INPUT
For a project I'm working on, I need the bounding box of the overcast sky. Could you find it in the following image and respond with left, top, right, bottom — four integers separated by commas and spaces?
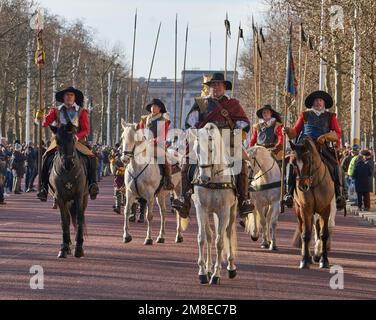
39, 0, 266, 78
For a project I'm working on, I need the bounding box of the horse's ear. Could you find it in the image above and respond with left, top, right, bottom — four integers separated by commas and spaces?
50, 126, 57, 134
247, 148, 257, 158
121, 118, 127, 130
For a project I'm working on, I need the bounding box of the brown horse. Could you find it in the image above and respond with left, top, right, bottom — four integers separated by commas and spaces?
291, 138, 335, 269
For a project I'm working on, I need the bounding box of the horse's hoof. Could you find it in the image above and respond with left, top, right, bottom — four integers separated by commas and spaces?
260, 242, 270, 249
312, 255, 321, 263
210, 276, 221, 285
228, 269, 236, 279
74, 247, 84, 258
57, 250, 67, 259
299, 261, 310, 269
144, 239, 153, 246
175, 236, 183, 243
157, 238, 165, 243
269, 244, 278, 251
198, 274, 209, 284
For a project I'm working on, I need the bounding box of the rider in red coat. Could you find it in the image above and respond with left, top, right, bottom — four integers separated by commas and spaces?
37, 87, 99, 201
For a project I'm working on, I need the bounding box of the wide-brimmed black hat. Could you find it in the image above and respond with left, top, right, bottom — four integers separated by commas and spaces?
256, 104, 282, 123
305, 91, 333, 109
146, 99, 167, 113
55, 87, 84, 107
204, 72, 232, 90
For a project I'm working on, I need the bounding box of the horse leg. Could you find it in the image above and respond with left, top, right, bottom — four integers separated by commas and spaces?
313, 219, 322, 263
268, 202, 279, 251
123, 192, 135, 243
299, 208, 313, 269
57, 201, 71, 258
319, 209, 330, 269
205, 215, 213, 279
226, 205, 237, 279
157, 193, 166, 243
259, 207, 270, 249
71, 198, 85, 258
196, 208, 209, 284
144, 195, 154, 246
210, 209, 230, 284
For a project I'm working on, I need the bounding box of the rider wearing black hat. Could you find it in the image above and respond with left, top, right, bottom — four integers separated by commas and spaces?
284, 91, 346, 210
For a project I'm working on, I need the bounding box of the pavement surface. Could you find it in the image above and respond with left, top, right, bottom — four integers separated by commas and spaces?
0, 177, 376, 300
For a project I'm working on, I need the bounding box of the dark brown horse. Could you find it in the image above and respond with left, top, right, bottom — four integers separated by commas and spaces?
49, 123, 88, 258
291, 138, 335, 269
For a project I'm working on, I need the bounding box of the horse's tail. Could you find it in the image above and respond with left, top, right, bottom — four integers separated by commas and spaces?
176, 213, 190, 231
223, 215, 238, 260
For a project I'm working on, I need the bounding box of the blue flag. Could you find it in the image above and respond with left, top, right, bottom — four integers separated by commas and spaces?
285, 25, 298, 97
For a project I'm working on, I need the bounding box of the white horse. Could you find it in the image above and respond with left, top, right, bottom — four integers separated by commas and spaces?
245, 146, 281, 250
189, 123, 237, 284
122, 121, 189, 245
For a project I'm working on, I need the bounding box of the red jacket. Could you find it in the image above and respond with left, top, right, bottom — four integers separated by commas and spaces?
42, 108, 90, 141
248, 122, 283, 148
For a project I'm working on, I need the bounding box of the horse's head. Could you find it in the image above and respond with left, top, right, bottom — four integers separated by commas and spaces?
121, 119, 143, 164
51, 122, 77, 170
189, 123, 223, 184
290, 138, 317, 192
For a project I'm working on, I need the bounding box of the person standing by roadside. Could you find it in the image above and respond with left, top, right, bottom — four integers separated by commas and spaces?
352, 150, 374, 211
11, 143, 26, 194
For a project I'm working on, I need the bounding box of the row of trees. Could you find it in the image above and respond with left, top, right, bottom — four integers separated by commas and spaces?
241, 0, 376, 147
0, 0, 142, 143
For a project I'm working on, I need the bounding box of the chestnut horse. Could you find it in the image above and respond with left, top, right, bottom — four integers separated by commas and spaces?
290, 138, 335, 269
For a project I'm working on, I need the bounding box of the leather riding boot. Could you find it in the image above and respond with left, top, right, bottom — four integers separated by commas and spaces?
171, 163, 192, 219
163, 160, 175, 190
87, 157, 99, 200
37, 154, 54, 202
237, 160, 255, 218
334, 166, 346, 210
114, 188, 121, 214
284, 164, 296, 208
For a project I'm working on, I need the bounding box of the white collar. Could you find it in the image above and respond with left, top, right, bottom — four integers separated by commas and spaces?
259, 118, 277, 126
57, 103, 80, 111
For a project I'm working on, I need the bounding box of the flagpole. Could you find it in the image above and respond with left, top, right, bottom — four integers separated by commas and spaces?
174, 14, 178, 128
127, 9, 137, 121
298, 23, 303, 112
180, 24, 188, 128
257, 33, 262, 107
299, 36, 310, 112
252, 17, 259, 109
142, 22, 162, 112
232, 23, 241, 97
351, 7, 361, 145
320, 0, 326, 90
225, 12, 228, 80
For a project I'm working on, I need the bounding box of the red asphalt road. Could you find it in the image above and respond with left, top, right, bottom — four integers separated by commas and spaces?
0, 177, 376, 300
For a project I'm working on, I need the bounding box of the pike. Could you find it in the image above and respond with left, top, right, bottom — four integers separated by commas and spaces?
232, 22, 244, 97
126, 9, 137, 122
180, 24, 189, 128
174, 14, 178, 128
30, 9, 46, 191
142, 22, 162, 112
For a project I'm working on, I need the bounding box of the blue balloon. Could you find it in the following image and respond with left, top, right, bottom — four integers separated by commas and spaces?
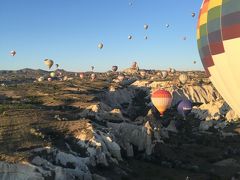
177, 100, 192, 118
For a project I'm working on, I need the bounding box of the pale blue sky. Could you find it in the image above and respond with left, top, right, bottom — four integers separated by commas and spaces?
0, 0, 202, 71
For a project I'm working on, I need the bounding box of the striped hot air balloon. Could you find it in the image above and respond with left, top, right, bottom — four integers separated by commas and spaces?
197, 0, 240, 115
178, 73, 188, 84
151, 89, 172, 116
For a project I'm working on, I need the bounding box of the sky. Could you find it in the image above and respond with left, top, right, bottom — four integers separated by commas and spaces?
0, 0, 203, 71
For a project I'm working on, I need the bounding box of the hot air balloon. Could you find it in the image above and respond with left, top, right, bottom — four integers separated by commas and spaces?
197, 0, 240, 115
112, 66, 118, 72
178, 73, 188, 84
37, 76, 44, 82
177, 100, 192, 119
162, 71, 168, 79
10, 51, 17, 56
98, 43, 103, 49
44, 59, 54, 69
171, 68, 176, 74
140, 71, 147, 78
151, 89, 172, 116
117, 74, 125, 82
144, 24, 148, 30
50, 72, 56, 78
91, 73, 97, 81
131, 61, 138, 69
63, 76, 68, 81
79, 73, 84, 79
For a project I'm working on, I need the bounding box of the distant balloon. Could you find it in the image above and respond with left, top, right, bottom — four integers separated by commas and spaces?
177, 100, 192, 118
79, 73, 84, 79
162, 71, 168, 79
63, 76, 68, 81
112, 66, 118, 72
171, 68, 176, 74
10, 51, 17, 56
37, 76, 44, 82
140, 71, 147, 78
98, 43, 103, 49
144, 24, 148, 30
151, 90, 172, 116
178, 73, 188, 84
44, 59, 54, 69
50, 72, 56, 78
117, 74, 125, 82
91, 73, 97, 81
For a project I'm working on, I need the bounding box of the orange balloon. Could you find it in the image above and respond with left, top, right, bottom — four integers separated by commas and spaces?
151, 89, 172, 116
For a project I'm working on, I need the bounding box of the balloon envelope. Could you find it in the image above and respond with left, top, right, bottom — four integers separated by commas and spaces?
197, 0, 240, 115
151, 90, 172, 115
162, 71, 168, 79
10, 51, 17, 56
178, 73, 188, 84
79, 73, 84, 79
44, 59, 54, 69
112, 66, 118, 72
177, 100, 192, 118
50, 72, 56, 78
98, 43, 103, 49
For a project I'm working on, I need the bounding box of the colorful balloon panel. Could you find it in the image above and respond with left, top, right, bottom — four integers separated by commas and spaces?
197, 0, 240, 115
151, 90, 172, 115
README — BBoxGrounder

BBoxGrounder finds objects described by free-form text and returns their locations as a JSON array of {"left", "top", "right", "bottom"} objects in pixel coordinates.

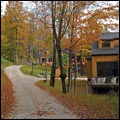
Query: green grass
[
  {"left": 1, "top": 56, "right": 13, "bottom": 70},
  {"left": 1, "top": 56, "right": 13, "bottom": 85},
  {"left": 1, "top": 56, "right": 15, "bottom": 119},
  {"left": 36, "top": 80, "right": 119, "bottom": 119},
  {"left": 20, "top": 65, "right": 51, "bottom": 76}
]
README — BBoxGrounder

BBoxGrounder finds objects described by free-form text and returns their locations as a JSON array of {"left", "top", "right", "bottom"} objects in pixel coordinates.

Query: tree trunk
[
  {"left": 68, "top": 50, "right": 72, "bottom": 92},
  {"left": 50, "top": 39, "right": 56, "bottom": 87},
  {"left": 44, "top": 52, "right": 47, "bottom": 82},
  {"left": 57, "top": 42, "right": 66, "bottom": 93},
  {"left": 74, "top": 53, "right": 78, "bottom": 95}
]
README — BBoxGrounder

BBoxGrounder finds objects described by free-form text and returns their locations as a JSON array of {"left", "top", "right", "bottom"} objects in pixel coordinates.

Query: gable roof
[
  {"left": 91, "top": 41, "right": 119, "bottom": 55},
  {"left": 91, "top": 32, "right": 119, "bottom": 55},
  {"left": 100, "top": 32, "right": 119, "bottom": 40}
]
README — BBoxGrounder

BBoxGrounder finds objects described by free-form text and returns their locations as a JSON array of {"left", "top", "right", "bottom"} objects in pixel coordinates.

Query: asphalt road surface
[{"left": 4, "top": 65, "right": 79, "bottom": 119}]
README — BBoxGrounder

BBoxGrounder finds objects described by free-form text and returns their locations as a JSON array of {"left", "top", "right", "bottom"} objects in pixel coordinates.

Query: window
[
  {"left": 42, "top": 58, "right": 46, "bottom": 62},
  {"left": 102, "top": 41, "right": 110, "bottom": 48},
  {"left": 97, "top": 62, "right": 118, "bottom": 77}
]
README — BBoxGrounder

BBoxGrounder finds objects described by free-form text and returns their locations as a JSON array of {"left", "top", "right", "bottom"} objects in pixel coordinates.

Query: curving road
[{"left": 4, "top": 65, "right": 78, "bottom": 119}]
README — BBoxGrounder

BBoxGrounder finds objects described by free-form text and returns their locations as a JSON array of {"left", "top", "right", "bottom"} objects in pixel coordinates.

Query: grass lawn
[
  {"left": 36, "top": 80, "right": 119, "bottom": 119},
  {"left": 1, "top": 57, "right": 15, "bottom": 119},
  {"left": 21, "top": 65, "right": 119, "bottom": 119}
]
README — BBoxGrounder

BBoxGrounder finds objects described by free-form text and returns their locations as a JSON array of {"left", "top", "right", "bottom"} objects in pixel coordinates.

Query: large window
[
  {"left": 97, "top": 62, "right": 118, "bottom": 77},
  {"left": 102, "top": 41, "right": 110, "bottom": 48}
]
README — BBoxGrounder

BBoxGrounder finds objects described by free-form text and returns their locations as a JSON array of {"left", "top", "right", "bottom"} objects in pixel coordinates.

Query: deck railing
[{"left": 90, "top": 76, "right": 119, "bottom": 85}]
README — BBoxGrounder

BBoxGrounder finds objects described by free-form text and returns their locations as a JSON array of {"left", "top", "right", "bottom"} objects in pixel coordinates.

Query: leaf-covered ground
[
  {"left": 36, "top": 80, "right": 119, "bottom": 119},
  {"left": 1, "top": 57, "right": 15, "bottom": 119}
]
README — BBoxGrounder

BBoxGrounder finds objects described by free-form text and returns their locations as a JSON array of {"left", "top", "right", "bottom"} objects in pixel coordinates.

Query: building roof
[
  {"left": 91, "top": 32, "right": 119, "bottom": 55},
  {"left": 100, "top": 32, "right": 119, "bottom": 40},
  {"left": 92, "top": 42, "right": 119, "bottom": 55}
]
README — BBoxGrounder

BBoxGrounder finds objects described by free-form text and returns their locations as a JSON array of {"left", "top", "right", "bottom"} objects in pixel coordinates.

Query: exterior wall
[
  {"left": 86, "top": 59, "right": 92, "bottom": 78},
  {"left": 98, "top": 40, "right": 119, "bottom": 49},
  {"left": 98, "top": 40, "right": 102, "bottom": 49},
  {"left": 91, "top": 55, "right": 117, "bottom": 77},
  {"left": 114, "top": 40, "right": 119, "bottom": 46}
]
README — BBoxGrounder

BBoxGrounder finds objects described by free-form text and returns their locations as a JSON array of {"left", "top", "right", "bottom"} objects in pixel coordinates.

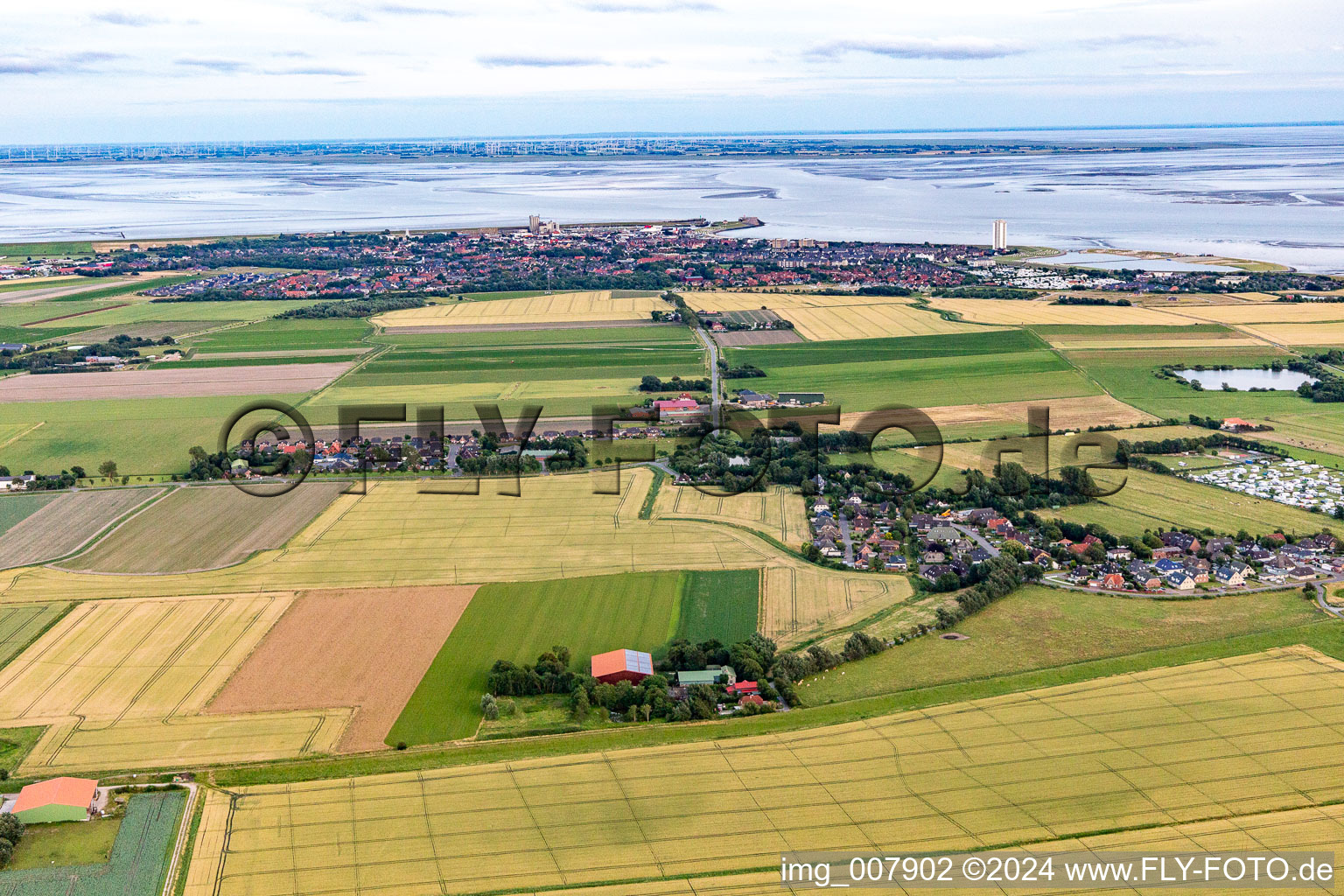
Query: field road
[
  {"left": 951, "top": 522, "right": 998, "bottom": 557},
  {"left": 692, "top": 326, "right": 722, "bottom": 429}
]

EXERCISE GOAL
Retype the records verbatim, from the first line through the line containing "39, 0, 266, 78", inclusive. Omit the pictures from your copy.

PROBLEM SOLUTION
For a project I'm working on, I need the bounding box of the overcast sky. Could you find it in the following image and respond with left, top, right, bottom — four integers separated by commas and spaces?
39, 0, 266, 78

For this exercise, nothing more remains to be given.